─── Source material ───

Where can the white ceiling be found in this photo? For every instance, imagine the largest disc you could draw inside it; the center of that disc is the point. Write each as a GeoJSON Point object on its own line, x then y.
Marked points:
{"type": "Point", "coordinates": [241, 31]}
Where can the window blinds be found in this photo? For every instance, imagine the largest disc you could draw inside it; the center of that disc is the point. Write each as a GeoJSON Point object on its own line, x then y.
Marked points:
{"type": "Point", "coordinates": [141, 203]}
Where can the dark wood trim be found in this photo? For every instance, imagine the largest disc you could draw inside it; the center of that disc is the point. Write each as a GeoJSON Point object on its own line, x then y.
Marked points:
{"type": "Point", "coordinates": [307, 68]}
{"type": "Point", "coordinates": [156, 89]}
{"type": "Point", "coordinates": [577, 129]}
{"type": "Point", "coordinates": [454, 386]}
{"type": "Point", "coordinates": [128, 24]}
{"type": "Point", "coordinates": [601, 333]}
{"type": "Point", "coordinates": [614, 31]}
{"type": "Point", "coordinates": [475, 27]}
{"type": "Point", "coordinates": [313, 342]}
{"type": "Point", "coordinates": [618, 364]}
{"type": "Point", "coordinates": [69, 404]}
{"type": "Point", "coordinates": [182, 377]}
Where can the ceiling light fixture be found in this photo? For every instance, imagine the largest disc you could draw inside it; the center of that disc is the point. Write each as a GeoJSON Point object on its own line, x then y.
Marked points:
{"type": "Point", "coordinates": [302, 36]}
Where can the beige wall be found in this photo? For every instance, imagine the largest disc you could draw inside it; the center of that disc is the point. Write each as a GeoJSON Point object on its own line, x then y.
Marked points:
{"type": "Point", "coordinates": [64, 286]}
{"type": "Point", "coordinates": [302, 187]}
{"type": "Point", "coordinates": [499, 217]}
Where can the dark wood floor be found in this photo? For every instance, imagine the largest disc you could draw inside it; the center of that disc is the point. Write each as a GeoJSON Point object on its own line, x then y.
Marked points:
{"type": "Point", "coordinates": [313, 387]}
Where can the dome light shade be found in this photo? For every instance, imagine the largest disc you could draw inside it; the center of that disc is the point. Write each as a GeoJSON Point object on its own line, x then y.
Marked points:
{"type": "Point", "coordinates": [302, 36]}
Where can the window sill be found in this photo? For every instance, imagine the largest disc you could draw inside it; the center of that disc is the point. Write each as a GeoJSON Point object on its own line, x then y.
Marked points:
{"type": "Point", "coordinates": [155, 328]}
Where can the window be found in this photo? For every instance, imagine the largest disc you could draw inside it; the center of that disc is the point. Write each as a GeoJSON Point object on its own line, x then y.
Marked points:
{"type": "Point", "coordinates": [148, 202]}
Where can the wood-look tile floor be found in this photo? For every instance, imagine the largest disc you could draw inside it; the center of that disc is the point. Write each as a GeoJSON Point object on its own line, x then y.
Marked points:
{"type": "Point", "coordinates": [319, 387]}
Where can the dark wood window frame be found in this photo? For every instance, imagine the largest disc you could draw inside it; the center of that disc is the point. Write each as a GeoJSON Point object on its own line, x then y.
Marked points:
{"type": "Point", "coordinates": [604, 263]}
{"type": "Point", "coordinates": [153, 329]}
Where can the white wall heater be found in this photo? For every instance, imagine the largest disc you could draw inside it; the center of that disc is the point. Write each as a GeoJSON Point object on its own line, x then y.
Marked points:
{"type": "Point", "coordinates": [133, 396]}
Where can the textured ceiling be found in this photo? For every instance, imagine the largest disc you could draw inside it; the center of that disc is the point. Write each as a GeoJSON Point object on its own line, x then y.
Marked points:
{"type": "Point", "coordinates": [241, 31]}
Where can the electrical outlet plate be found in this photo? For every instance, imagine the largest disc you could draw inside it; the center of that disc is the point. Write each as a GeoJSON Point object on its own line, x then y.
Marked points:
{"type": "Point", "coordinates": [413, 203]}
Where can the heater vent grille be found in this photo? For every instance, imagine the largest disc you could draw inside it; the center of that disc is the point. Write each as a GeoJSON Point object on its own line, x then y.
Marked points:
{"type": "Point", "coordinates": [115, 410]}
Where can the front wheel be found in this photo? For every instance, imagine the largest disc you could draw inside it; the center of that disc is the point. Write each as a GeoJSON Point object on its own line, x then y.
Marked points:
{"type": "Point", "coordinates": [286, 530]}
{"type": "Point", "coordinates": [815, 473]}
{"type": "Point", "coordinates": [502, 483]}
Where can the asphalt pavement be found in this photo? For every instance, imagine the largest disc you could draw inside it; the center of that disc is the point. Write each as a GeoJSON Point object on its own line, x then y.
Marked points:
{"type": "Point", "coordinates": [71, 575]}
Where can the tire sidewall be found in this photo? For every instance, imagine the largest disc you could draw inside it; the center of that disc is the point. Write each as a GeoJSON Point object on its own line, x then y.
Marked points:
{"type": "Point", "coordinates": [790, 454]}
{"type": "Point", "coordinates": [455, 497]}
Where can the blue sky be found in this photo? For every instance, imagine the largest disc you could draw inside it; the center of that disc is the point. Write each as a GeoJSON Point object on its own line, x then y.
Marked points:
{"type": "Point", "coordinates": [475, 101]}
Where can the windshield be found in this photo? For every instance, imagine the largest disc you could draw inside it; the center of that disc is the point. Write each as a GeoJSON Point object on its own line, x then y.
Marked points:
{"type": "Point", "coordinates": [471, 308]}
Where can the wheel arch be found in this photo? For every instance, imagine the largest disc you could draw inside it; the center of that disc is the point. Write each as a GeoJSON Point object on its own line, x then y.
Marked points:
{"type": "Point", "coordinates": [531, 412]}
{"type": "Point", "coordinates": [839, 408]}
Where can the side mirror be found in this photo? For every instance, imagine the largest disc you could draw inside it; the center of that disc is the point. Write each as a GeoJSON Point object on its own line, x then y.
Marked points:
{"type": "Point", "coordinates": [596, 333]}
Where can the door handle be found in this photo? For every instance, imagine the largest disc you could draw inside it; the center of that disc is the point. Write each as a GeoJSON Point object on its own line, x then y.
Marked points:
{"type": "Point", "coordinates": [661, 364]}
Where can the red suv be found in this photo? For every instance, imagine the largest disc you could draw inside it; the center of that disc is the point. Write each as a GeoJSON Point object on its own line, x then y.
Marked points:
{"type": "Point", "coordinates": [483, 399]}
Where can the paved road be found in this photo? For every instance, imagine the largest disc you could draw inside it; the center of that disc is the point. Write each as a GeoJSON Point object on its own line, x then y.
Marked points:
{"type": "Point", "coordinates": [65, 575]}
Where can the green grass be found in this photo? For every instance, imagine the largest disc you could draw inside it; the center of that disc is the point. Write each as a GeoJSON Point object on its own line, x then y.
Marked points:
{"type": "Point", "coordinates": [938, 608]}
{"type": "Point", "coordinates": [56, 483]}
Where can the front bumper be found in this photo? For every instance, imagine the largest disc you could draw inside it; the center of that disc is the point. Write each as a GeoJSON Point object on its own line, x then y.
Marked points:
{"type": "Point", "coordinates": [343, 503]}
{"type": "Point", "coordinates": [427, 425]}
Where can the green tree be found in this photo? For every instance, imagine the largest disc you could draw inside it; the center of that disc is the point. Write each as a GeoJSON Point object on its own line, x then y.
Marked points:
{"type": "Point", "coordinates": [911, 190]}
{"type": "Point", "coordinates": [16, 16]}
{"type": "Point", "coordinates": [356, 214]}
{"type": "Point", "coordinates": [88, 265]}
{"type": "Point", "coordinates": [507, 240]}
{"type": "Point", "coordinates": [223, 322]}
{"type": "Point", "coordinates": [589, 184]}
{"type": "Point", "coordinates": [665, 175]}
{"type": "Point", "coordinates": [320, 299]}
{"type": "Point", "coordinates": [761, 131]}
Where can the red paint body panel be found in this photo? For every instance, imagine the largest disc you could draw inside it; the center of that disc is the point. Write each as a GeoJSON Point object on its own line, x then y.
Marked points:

───

## Objective
Reproduce every line of the data above without changing a single character.

## Final result
Where can the white ceiling be found in this photo? For every instance, imagine the largest disc you could draw inside it; the center of that disc is the point. Write each as a GeoJSON Point object on its own line, x then y.
Marked points:
{"type": "Point", "coordinates": [241, 31]}
Where can the window blinds be found in this photo? For every instance, imagine the largest disc you could draw inside it; the center of that disc is the point. Write each as a GeoJSON Point object on its own line, x then y.
Marked points:
{"type": "Point", "coordinates": [141, 203]}
Where can the dark wood trim be found in this photo? For every instance, imagine the largest disc you could draw inside it; the center of that disc is the point. Write each as a GeoJSON Point object on its own line, x then y.
Marked points:
{"type": "Point", "coordinates": [307, 68]}
{"type": "Point", "coordinates": [156, 89]}
{"type": "Point", "coordinates": [577, 129]}
{"type": "Point", "coordinates": [454, 386]}
{"type": "Point", "coordinates": [128, 24]}
{"type": "Point", "coordinates": [601, 333]}
{"type": "Point", "coordinates": [614, 31]}
{"type": "Point", "coordinates": [475, 27]}
{"type": "Point", "coordinates": [313, 342]}
{"type": "Point", "coordinates": [618, 364]}
{"type": "Point", "coordinates": [69, 404]}
{"type": "Point", "coordinates": [182, 377]}
Where can the ceiling light fixture be found in this photo? For every instance, imagine the largest disc you could draw inside it; the center of that disc is the point. Write each as a GeoJSON Point object on its own line, x then y.
Marked points:
{"type": "Point", "coordinates": [302, 36]}
Where can the beige wall be found in this photo? For every instance, imagine the largest disc you could draw inside it; the center of that disc is the point. Write each as a GeoJSON Point object on its own line, x then y.
Marked points:
{"type": "Point", "coordinates": [64, 286]}
{"type": "Point", "coordinates": [302, 187]}
{"type": "Point", "coordinates": [499, 217]}
Where can the dark wood floor be found in this photo? For every instance, imagine the largest disc you could draw inside it; the center of that disc is the point. Write each as a GeoJSON Point object on its own line, x then y.
Marked points:
{"type": "Point", "coordinates": [313, 387]}
Where can the dome light shade be found in this photo? For every instance, imagine the largest disc you could draw inside it; the center of that disc is the point. Write each as a GeoJSON Point object on its own line, x then y.
Marked points:
{"type": "Point", "coordinates": [302, 36]}
Where can the window sill be found in this photo? For every instance, imagine the largest disc you could draw inside it; the center of that disc is the point. Write each as a GeoJSON Point object on its own line, x then y.
Marked points:
{"type": "Point", "coordinates": [155, 328]}
Where can the window be found in this photo? For every instance, imagine the largest disc you could draw inside it; the center of that disc is the point. Write each as a GeoJSON Point object on its own line, x then y.
Marked points:
{"type": "Point", "coordinates": [148, 202]}
Where can the wood-look tile floor be found in this photo? For every instance, imagine the largest disc you could draw inside it; the center of that disc is the point. Write each as a GeoJSON Point object on its own line, x then y.
Marked points:
{"type": "Point", "coordinates": [319, 387]}
Where can the dark wood window frame be found in this photo? For every instance, imagine the largest disc you could draw inside it; the center of that disc is the point. Write each as a GeoJSON Point object on its own line, x then y.
Marked points:
{"type": "Point", "coordinates": [604, 263]}
{"type": "Point", "coordinates": [153, 329]}
Where can the white wall heater be found in this photo? For every instance, imagine the largest disc you could draw inside it; the center of that disc is the point. Write each as a GeoJSON Point object on its own line, x then y.
Marked points:
{"type": "Point", "coordinates": [133, 396]}
Where can the textured ceiling be found in this photo? For every instance, imagine the largest disc you could draw inside it; the center of that disc is the point. Write each as a GeoJSON Point object on its own line, x then y.
Marked points:
{"type": "Point", "coordinates": [241, 31]}
Where can the electrical outlet plate be found in this photo? For every instance, imagine the largest disc you could draw inside it; the center of that disc is the point. Write each as a GeoJSON Point object on its own line, x then y.
Marked points:
{"type": "Point", "coordinates": [413, 203]}
Where can the heater vent grille be found in this photo? For every instance, imagine the largest disc you could draw inside it; the center of that disc is the point. Write each as a GeoJSON Point object on its own line, x then y.
Marked points:
{"type": "Point", "coordinates": [115, 410]}
Where can the front wheel be found in this photo? For every instance, imagine the largest disc you could draw inside it; the center of that disc is the point. Write each as a GeoJSON Point object on its own line, x then y.
Marked points:
{"type": "Point", "coordinates": [286, 530]}
{"type": "Point", "coordinates": [815, 473]}
{"type": "Point", "coordinates": [502, 483]}
Where can the asphalt pavement be found in this photo? For every instance, imagine the largest disc you could draw inside it; the center of that disc is the point. Write each as a GeoJSON Point object on its own line, x then y.
Marked points:
{"type": "Point", "coordinates": [71, 575]}
Where can the tire sidewall be found in this photo? For every instance, imagine the largest disc you could draw inside it; the center of that disc is the point. Write each as a GeoJSON Point object on its own line, x then y.
Marked points:
{"type": "Point", "coordinates": [790, 454]}
{"type": "Point", "coordinates": [455, 497]}
Where can the blue sky be found in this photo? For every instance, imagine the largest disc you could draw inside it; the center of that disc is the point. Write each as a GeoJSON Point object on its own line, x then y.
Marked points:
{"type": "Point", "coordinates": [475, 101]}
Where can the windshield be found in this photo? For every instance, imagine the largest disc you could draw inside it; the center of that disc is the point. Write each as a GeoJSON Point object on its own line, x then y.
Marked points:
{"type": "Point", "coordinates": [471, 308]}
Where can the wheel arch be found in this photo? For every instance, imagine the largest disc you could draw inside it; the center of that disc is the point. Write each as a GeoJSON Point object on its own line, x then y.
Marked points:
{"type": "Point", "coordinates": [531, 412]}
{"type": "Point", "coordinates": [839, 408]}
Where can the side mirror be found in this photo? For every instance, imagine the largest disc you could draw inside it; the center of that disc is the point. Write each as a GeoJSON Point object on its own line, x then y.
Marked points:
{"type": "Point", "coordinates": [596, 333]}
Where can the door handle be found in this photo? For every instance, imagine the largest disc you could draw inside it; the center of that disc is the point. Write each as a GeoJSON Point object on its own line, x then y.
Marked points:
{"type": "Point", "coordinates": [661, 364]}
Where can the red suv be found in this photo? For every instance, imagine the largest disc you could draw inside it; the center of that disc is the point. Write each as a GeoJSON Point object on its own line, x then y.
Marked points:
{"type": "Point", "coordinates": [483, 399]}
Where can the paved road be found in this photo? For every instance, imagine the largest disc you could draw inside it; the center of that disc is the point. Write each as a GeoJSON Point object on its own line, x then y.
Marked points:
{"type": "Point", "coordinates": [65, 575]}
Where can the green grass be found in this photo? For every instance, imagine the largest disc you could draw inside it; the center of that disc is the point. Write each as a GeoJSON Point object on its own line, x then y.
Marked points:
{"type": "Point", "coordinates": [938, 608]}
{"type": "Point", "coordinates": [56, 483]}
Where can the front bumper be found in this photo? For every instance, imagine the largest disc you could draw inside it; the center of that disc is the point. Write each as a GeoJSON Point object on its own line, x then y.
Marked points:
{"type": "Point", "coordinates": [343, 503]}
{"type": "Point", "coordinates": [427, 425]}
Where can the green tree be found in this photo? For every instance, imagine the largest disc you could draw inside it; the center of that disc is the point. Write each as a GeoJSON Point object on its own line, x then y.
Marked points:
{"type": "Point", "coordinates": [911, 190]}
{"type": "Point", "coordinates": [16, 16]}
{"type": "Point", "coordinates": [356, 214]}
{"type": "Point", "coordinates": [88, 265]}
{"type": "Point", "coordinates": [507, 240]}
{"type": "Point", "coordinates": [223, 322]}
{"type": "Point", "coordinates": [589, 184]}
{"type": "Point", "coordinates": [665, 175]}
{"type": "Point", "coordinates": [320, 299]}
{"type": "Point", "coordinates": [761, 131]}
Where can the red paint body panel be found in this photo? For every instance, imagine the largest disc you could draw inside it; the center of that disc is the point. Write each as a GeoJSON Point object on its own line, x then y.
Marked points:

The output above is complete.